Your assignment =>
Each entry that follows needs to be written out exactly, with nothing left out.

Task material =>
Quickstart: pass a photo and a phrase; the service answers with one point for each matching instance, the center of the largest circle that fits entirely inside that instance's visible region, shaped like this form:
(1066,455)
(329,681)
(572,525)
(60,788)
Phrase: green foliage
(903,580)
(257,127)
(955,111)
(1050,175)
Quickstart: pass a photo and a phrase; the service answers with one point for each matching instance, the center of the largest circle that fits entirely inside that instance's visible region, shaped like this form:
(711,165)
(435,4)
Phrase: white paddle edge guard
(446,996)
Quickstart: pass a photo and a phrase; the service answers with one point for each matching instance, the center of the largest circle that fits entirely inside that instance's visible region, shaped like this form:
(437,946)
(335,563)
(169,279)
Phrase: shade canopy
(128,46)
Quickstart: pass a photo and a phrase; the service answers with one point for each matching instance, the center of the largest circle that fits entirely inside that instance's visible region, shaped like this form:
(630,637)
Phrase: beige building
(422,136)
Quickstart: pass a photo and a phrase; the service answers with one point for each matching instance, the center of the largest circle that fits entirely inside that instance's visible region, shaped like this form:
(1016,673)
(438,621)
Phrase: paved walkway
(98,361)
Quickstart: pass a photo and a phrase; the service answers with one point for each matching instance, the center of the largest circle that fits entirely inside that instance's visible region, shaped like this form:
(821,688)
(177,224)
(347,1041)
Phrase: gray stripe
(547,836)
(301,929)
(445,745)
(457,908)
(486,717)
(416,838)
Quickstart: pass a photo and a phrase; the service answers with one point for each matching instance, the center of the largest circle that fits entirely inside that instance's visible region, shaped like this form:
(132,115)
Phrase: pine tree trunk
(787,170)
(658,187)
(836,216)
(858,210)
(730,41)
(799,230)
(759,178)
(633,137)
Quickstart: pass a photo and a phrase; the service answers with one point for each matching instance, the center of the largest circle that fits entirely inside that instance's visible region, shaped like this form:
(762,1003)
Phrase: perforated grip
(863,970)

Answer area =>
Quickstart: pass a photo and a phrase; the service answers with one point for each matching instance, the center of the largest circle that fits entirely inside that instance's visible region, shaped like this form:
(1066,455)
(329,681)
(572,525)
(60,788)
Phrase: green foliage
(903,580)
(257,127)
(955,111)
(1050,175)
Quickstart: pass a photo and a phrase; the service answers with one point for each matching instance, the center of the largest circle that fits entirely inside that instance's visible region, shaped like this form:
(711,165)
(435,4)
Phrase: white paddle edge guard
(446,996)
Quickstart: pass a photo and a phrase; the service answers with one point for each matching instance, the center of the largest circle that fits entirely inside that instance's visible region, shaped like this form:
(437,946)
(335,563)
(169,279)
Phrase: shade canopy
(128,46)
Quickstart: pass a photo and a phrase; the service answers with one point for each matching instance, the center of the largest circle that fits entirely inside that instance's visible region, shaped like this form:
(630,637)
Phrase: beige building
(422,136)
Quickstart: pass a photo and a phrase; the service answers with one point for each matching instance, the center of the largest circle that fits entirely inside that instance's visible region, shaped like this form:
(1016,673)
(438,621)
Phrase: paved walkway
(98,361)
Quickstart: pass a photo and a phrase; the service answers with one point for each matching instance, the center of the largest circle that fits entirely inside that instance's visible region, shaped like this form:
(821,688)
(177,224)
(347,1041)
Phrase: gray stripe
(547,836)
(301,929)
(445,745)
(457,908)
(486,717)
(416,838)
Quickstart: pass a photo and a phrase; the service answers with one point for each matching instance, the center of the largest circle that fits entirely inside that instance's visible region, shaped like this form:
(132,115)
Phrase: pine tree trunk
(787,170)
(658,187)
(836,216)
(858,210)
(730,41)
(799,230)
(759,178)
(633,137)
Quickstart: pass a photo and a phrase; the service answers with one point for each matching instance, the center of the largest circle that fits entirely inside that instance's visible region, shaped like this form:
(762,1003)
Phrase: perforated grip
(863,970)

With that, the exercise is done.